- _SELECTED EXCERPT_
= = = = =

Skip to content
Column
Link copied to clipboard

‘No one womb should have all this power’: Solange, Beyonce and music’s other sister stars

Solange, Beyonce's sister, dropped a surprise album last week and it got me thinking about music's famed siblings.

Solange performs at Broccoli City Festival in Washington, D.C., in 2017. MUST CREDIT: Photo for The Washington Post by Josh Sisk
Solange performs at Broccoli City Festival in Washington, D.C., in 2017. MUST CREDIT: Photo for The Washington Post by Josh SiskRead more

Solange semi-surprise-released her quietly stunning new album When I Get Home this month. The news set music social media atwitter, with quick takes of essential info on the dreamy ode to her Houston hometown, which includes guest appearancess from rappers Gucci Mane and Earl Sweatshirt, producers Metro Boomin and Panda Bear, and singers Pharrell Williams and Cassie.

= = = = =

- _DIRECTIVE 1_
In the column about Solange and music's sister stars, what led the writer to start thinking about famous siblings in music? Answer in one to three sentences.
- _DIRECTIVE 2_
Carry on the column about Solange and music's sister stars, starting after its last sentence.

- _Stored entries_
= = = = =

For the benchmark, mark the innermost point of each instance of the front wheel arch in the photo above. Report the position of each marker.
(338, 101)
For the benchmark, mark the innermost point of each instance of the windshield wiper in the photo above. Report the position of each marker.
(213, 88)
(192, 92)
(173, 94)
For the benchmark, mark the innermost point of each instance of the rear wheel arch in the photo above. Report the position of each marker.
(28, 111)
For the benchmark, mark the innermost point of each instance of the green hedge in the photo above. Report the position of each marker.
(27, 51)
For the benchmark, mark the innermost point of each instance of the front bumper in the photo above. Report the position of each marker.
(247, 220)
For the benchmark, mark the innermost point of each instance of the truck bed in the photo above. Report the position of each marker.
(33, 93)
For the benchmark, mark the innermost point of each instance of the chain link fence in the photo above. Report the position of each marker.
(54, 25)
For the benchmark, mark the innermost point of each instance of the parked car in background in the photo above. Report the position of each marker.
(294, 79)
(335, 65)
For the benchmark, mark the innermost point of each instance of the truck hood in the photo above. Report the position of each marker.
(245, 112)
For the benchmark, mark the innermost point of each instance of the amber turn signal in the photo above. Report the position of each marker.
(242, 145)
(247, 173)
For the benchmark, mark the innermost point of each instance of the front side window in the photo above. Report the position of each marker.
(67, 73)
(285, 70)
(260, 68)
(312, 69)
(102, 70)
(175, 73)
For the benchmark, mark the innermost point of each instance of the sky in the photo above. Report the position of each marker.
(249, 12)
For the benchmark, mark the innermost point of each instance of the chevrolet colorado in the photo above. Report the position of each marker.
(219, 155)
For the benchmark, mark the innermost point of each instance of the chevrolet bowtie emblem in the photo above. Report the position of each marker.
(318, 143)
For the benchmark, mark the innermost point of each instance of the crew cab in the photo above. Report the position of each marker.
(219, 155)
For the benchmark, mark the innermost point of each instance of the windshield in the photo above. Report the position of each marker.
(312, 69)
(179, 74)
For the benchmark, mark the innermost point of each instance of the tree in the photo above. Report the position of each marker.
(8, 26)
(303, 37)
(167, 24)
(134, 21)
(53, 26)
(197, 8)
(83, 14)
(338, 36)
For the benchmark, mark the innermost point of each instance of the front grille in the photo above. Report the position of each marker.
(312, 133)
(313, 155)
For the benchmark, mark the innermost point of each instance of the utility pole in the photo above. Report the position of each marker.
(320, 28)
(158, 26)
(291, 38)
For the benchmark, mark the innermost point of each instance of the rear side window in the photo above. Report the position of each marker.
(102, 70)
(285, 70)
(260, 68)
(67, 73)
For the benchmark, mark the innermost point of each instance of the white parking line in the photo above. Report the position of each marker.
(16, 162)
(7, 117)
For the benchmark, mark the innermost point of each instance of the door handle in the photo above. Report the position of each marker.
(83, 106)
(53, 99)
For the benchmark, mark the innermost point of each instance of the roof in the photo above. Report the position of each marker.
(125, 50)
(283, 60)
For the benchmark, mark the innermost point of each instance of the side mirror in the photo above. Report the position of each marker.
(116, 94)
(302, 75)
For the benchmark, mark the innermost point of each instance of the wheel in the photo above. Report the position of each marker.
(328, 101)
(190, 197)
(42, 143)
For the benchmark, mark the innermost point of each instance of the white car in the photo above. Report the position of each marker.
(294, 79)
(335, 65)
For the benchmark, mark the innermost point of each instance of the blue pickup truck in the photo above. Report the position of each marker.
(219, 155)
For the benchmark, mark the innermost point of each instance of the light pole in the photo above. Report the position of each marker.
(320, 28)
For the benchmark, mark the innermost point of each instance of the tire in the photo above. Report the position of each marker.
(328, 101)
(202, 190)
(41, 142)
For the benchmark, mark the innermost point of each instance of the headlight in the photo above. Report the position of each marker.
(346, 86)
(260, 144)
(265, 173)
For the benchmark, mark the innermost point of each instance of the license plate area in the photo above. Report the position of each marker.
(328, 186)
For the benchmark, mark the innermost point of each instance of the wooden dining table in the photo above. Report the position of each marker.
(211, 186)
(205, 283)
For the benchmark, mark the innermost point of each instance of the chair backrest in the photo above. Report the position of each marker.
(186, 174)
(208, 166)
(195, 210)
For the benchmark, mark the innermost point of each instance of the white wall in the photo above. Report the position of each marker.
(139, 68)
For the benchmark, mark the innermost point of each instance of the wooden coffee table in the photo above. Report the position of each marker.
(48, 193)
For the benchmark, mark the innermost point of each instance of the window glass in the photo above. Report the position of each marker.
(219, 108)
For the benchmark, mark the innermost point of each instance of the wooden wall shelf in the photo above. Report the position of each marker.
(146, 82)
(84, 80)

= = = = =

- _TASK RESPONSE 1_
Solange, Beyonce's sister, put out a surprise album the previous week. That release got the writer thinking about music's famed siblings.

- _TASK RESPONSE 2_
My favorite tweet from that first day of Solange obsession came from one RK Jackson, an Atlanta resident self-identified as a “marketing ninja” and “aesthetics savant.” He posted a photo of the When I Get Home album cover side by side with a shot of Solange’s sister Beyonce fixing a fierce stare in a freeze frame from her 2016 “Formation” video. The caption: “No one womb should have all this power.”

That’s a clever nod to Kanye West’s self-aggrandizing King Crimson-sampling 2010 song “Power,” in which Yeezy marveled at his fabulous self: “No one man should have all that power.” The feminist script flip celebrates the procreational achievement of Solange and Beyonce’s mother, Tina Lawson, who gave birth to not just one but two acclaimed mononymic music stars.

But Solange is in her own lane. For a decade, she’s signified as the bohemian sister, a taste-maker who helped shaped the direction of alternative R&B andm, to a certain extent, her sister’s aesthetic. In 2009, she covered “Stillness Is the Move” by Brooklyn band Dirty Projectors. Her 2012 EP True, a collaboration with British songwriter Dev Hynes, contained the bopping “Losing You,” with a shot-in-South Africa video directed by Melina Matsoukas, who later worked closely with Beyonce on Beyonce and Lemonade.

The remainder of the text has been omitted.